Le présent article propose un aperçu de l’histoire de la communauté juive de Worms2 qui s’est développée peu après l’an 1000 et qui, sur le long terme, a été extrêmement importante. Dans le monde rhénan, ce développement s’inscrit dans le cadre de réseaux avec d’autres villes, notamment avec la communauté mère plus ancienne de Mayence3 et celle de Spire qui s’est développée à partir de 1084. Spire joua par ailleurs un rôle majeur dans le développement de la communauté juive de Strasbourg, attestée depuis 1160 environ, et qui devint vite très importante. Cette présentation se termine par la catastrophe de 1349-1350, qui marque une rupture profonde dans la vie de la communauté juive, de plus en plus limitée à partir de cette date.
Autour de l’an mille jusqu’au pogrom des croisades de 1096
Les premiers indices de l’existence d’une implantation juive à Worms datent de peu après l’an mille et coïncident avec la période de domination de la ville par le célèbre évêque Burchard (1000-1025), période marquante pour la ville. La première fondation de la synagogue à Worms, attestée par une inscription datant de 1034, présuppose l’existence d’une organisation communautaire. En très peu de temps (dès le milieu du xie siècle), Worms devint un centre d’érudition majeur au rayonnement considérable. Alors en plein essor, grâce au développement du commerce, elle fut rapidement une ville attractive pour des rabbins et des érudits renommés.

EXTRAITS DE DONNÉES

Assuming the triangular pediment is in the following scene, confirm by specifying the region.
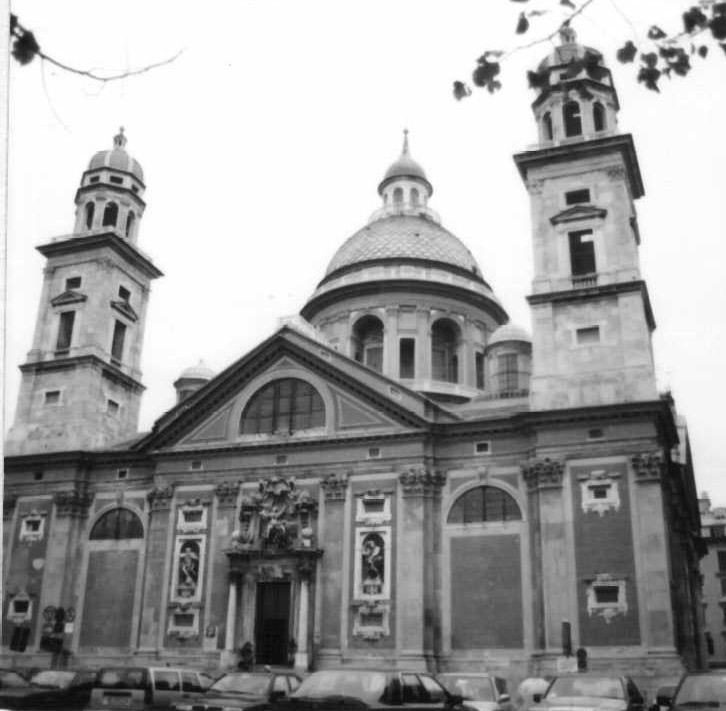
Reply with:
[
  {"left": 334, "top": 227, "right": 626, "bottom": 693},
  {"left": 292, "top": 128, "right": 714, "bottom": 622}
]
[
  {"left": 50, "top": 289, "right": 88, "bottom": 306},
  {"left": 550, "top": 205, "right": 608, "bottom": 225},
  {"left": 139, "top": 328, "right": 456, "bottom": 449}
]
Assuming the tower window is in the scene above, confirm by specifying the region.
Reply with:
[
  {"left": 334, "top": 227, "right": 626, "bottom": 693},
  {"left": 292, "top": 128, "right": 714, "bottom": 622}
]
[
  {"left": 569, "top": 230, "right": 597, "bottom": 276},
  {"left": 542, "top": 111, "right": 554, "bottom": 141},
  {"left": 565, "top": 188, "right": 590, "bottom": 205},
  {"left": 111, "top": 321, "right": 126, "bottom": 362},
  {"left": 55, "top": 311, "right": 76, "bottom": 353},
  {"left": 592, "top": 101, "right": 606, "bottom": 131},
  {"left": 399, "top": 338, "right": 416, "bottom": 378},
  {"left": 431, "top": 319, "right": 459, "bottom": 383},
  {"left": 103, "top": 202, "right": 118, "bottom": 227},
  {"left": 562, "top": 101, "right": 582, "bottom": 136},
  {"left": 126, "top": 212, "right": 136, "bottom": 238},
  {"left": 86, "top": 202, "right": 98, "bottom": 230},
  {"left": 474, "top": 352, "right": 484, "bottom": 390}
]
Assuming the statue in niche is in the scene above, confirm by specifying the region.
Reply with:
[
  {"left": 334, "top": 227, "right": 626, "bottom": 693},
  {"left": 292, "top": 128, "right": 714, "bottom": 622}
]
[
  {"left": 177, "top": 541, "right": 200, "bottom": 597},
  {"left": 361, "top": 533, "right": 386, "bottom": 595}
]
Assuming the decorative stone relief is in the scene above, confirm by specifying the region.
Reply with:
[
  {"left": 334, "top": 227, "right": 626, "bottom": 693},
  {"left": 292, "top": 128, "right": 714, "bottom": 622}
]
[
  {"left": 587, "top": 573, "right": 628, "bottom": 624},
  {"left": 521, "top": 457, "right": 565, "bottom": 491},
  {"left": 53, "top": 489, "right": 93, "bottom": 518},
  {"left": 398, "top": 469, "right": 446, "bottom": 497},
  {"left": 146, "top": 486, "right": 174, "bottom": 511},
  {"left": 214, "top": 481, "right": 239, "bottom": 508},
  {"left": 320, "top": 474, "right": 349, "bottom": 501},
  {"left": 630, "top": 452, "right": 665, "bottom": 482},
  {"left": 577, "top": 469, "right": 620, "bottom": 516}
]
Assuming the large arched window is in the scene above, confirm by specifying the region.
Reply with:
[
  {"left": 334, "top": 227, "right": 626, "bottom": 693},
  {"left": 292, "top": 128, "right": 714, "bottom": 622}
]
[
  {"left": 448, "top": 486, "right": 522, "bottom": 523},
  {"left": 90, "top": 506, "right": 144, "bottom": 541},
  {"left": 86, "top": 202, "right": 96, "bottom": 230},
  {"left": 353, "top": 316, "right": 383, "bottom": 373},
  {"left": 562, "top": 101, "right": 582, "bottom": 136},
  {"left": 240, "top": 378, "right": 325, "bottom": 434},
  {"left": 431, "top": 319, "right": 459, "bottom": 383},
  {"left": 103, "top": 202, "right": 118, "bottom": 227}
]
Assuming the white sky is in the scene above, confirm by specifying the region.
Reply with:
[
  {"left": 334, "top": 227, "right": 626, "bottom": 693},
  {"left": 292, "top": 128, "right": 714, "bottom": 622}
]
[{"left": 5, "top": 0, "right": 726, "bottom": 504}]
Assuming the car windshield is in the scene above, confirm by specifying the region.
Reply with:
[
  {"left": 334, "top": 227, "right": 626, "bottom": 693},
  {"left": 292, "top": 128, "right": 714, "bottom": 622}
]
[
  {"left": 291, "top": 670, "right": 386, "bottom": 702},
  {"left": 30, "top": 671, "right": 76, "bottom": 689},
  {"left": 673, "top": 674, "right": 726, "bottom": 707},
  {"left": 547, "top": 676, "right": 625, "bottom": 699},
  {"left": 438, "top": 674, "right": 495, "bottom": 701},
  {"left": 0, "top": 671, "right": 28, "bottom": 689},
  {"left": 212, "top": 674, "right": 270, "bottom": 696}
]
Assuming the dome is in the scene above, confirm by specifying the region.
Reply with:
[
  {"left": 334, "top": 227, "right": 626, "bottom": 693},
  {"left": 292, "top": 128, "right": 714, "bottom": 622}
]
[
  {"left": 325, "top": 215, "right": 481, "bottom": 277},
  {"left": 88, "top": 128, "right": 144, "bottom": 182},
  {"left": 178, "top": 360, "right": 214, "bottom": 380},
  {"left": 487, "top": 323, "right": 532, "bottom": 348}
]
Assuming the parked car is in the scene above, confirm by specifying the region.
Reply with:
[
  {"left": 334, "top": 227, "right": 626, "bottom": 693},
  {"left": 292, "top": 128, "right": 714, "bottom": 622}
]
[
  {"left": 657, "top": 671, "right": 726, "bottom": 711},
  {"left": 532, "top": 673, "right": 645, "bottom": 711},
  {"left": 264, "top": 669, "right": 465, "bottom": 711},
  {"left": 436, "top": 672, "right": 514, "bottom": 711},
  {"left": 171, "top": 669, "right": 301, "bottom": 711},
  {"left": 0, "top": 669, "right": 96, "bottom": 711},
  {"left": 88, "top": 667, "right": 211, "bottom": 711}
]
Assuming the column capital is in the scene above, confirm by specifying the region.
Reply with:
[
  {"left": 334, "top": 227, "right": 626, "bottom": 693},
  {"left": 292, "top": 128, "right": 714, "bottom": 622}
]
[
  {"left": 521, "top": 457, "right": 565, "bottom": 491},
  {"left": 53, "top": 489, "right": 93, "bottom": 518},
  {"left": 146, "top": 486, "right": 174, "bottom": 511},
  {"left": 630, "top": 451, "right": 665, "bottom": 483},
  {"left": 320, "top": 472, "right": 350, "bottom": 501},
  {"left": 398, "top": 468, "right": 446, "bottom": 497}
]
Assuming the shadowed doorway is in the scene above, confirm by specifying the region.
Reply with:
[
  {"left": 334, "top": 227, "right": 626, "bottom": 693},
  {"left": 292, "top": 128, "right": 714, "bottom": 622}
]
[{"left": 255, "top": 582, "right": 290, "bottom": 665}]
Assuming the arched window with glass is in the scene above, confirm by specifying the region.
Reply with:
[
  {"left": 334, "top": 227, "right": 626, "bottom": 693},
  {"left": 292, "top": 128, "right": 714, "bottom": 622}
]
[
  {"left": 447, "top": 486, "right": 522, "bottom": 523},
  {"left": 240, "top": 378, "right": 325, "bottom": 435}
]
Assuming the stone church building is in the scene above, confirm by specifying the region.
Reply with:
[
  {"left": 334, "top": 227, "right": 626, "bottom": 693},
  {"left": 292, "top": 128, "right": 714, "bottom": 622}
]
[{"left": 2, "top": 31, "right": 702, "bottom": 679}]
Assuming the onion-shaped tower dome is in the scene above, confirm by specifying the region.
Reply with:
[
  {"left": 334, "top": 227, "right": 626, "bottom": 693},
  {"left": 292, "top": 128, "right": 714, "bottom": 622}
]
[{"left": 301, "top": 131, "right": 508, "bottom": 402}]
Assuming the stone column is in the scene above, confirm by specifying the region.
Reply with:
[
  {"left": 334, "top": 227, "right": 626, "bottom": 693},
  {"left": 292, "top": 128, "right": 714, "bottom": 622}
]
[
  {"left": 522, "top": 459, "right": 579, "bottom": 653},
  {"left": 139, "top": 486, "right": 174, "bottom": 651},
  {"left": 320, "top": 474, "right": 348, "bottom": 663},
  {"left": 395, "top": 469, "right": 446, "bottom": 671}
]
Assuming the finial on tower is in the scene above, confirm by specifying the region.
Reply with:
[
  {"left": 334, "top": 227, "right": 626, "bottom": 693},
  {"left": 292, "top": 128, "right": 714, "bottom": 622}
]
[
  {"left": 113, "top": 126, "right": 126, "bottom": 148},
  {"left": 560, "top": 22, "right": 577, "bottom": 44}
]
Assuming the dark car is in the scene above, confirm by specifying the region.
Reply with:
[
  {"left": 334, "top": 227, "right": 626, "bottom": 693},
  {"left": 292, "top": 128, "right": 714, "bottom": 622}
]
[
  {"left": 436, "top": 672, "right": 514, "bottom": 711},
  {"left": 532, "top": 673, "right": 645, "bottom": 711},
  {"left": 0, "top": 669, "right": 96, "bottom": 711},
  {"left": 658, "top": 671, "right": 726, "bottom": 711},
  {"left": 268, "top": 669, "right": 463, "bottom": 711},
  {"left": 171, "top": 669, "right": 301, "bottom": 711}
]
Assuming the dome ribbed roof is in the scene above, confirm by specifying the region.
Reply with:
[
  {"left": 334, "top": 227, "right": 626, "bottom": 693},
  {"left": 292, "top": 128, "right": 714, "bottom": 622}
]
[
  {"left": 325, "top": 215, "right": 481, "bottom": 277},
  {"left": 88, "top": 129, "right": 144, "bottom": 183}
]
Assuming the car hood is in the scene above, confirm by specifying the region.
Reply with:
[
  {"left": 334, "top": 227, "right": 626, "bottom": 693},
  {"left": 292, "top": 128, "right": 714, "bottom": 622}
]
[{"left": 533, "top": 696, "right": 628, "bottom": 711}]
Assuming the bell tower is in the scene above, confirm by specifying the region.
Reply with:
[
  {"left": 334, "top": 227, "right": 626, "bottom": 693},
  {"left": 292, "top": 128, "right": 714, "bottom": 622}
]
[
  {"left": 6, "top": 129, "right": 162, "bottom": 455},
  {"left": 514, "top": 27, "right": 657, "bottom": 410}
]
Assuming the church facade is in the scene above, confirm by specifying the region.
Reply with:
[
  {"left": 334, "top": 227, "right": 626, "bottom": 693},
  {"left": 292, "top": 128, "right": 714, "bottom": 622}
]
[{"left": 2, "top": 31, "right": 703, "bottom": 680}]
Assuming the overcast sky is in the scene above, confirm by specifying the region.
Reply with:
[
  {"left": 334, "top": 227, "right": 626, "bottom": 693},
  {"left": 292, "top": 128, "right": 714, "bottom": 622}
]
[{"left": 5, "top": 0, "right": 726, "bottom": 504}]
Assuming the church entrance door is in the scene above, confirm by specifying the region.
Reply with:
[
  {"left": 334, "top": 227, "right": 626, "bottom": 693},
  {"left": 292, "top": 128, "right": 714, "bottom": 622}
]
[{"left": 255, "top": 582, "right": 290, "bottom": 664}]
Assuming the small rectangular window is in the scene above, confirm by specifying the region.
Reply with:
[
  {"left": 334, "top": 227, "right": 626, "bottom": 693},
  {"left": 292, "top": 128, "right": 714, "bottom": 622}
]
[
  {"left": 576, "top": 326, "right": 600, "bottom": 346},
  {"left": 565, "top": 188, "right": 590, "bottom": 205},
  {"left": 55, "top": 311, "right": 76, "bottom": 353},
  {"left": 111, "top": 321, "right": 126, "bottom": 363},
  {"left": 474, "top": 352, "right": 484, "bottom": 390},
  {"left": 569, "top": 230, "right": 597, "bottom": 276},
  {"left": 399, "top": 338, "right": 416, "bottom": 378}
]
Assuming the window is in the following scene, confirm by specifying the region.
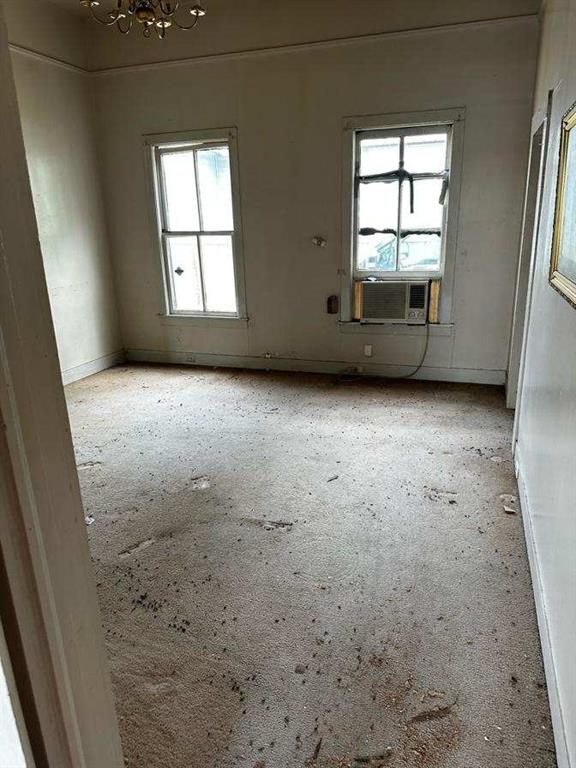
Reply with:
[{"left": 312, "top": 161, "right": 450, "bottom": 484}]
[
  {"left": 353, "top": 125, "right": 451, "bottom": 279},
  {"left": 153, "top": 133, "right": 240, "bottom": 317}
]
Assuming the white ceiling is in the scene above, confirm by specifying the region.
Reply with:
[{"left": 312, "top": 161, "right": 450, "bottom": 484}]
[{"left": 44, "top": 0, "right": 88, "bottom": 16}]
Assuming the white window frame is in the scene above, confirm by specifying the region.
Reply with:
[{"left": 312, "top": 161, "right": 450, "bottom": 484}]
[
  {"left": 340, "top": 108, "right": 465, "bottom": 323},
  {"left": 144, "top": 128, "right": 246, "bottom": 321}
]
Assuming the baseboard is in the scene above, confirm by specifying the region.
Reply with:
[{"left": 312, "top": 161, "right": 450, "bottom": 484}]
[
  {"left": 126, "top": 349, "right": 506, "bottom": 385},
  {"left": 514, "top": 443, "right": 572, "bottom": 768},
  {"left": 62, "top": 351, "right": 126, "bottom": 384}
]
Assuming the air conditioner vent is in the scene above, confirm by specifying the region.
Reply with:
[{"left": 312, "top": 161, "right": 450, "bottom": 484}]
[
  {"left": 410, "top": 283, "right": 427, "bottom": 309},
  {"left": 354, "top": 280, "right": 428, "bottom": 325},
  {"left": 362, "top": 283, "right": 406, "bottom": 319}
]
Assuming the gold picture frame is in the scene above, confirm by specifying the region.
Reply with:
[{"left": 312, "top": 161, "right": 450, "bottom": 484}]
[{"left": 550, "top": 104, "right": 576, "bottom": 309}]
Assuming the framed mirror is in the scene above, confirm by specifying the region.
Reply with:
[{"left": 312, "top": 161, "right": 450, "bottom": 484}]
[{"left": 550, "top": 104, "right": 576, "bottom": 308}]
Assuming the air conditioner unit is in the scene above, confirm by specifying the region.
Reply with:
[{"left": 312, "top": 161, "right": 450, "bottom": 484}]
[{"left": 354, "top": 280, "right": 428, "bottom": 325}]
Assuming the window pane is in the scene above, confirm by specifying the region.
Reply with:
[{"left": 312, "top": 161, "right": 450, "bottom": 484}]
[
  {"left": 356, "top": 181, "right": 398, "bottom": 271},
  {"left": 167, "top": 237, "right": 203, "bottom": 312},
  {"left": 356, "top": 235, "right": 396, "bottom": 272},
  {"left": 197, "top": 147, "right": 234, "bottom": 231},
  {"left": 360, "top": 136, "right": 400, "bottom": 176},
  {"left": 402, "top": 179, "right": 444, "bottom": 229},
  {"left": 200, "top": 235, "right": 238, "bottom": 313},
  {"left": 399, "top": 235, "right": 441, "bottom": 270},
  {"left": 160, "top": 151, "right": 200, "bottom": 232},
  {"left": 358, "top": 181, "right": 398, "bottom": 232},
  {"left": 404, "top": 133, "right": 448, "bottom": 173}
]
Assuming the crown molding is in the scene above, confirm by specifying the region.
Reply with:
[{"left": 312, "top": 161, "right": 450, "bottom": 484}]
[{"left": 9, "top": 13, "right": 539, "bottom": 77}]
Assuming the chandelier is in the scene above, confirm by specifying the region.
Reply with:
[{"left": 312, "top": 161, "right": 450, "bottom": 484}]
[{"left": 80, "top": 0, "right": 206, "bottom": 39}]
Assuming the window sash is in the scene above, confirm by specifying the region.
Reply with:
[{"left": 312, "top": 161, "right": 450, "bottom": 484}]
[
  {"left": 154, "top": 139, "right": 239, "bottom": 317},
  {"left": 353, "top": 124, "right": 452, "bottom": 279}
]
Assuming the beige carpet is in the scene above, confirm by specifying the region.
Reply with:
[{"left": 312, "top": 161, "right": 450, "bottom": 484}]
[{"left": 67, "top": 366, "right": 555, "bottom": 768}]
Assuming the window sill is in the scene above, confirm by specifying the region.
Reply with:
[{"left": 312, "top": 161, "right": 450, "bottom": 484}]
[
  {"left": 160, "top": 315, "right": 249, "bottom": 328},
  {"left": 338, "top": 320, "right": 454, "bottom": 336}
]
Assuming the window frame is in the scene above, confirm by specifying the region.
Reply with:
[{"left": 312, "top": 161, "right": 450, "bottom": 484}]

TRAVAIL DEMANDÉ
1. Répondez aux questions suivantes à partir du texte sur la communauté juive de Worms.
(a) Depuis quand la communauté juive de Strasbourg est-elle attestée ?
(b) De quelle année date l'inscription qui atteste la première fondation de la synagogue à Worms ?
(c) Quel évêque dominait la ville lorsque sont apparus les premiers indices d'une implantation juive ?
2. D'après le texte sur la communauté juive de Worms, pourquoi Worms devint-elle rapidement une ville attractive pour des rabbins et des érudits renommés ?
3. Réécrivez sous forme de liste le paragraphe du texte sur la communauté juive de Worms qui commence par « Les premiers indices de l'existence », en conservant ses faits principaux.

CORRIGÉ
1.
(a) Elle est attestée depuis 1160 environ.
(b) Elle date de 1034.
(c) Il s'agit de l'évêque Burchard (1000-1025).

2. Worms était alors en plein essor grâce au développement du commerce. Cette prospérité en fit rapidement une ville attractive pour des rabbins et des érudits renommés.

3.
- Les premiers indices d'une implantation juive à Worms datent de peu après l'an mille.
- Ils coïncident avec la domination de la ville par l'évêque Burchard (1000-1025).
- Une inscription de 1034 atteste la première fondation de la synagogue, ce qui présuppose une organisation communautaire.
- Dès le milieu du xie siècle, Worms devient un centre d'érudition majeur au rayonnement considérable.
- En plein essor grâce au commerce, la ville attire des rabbins et des érudits renommés.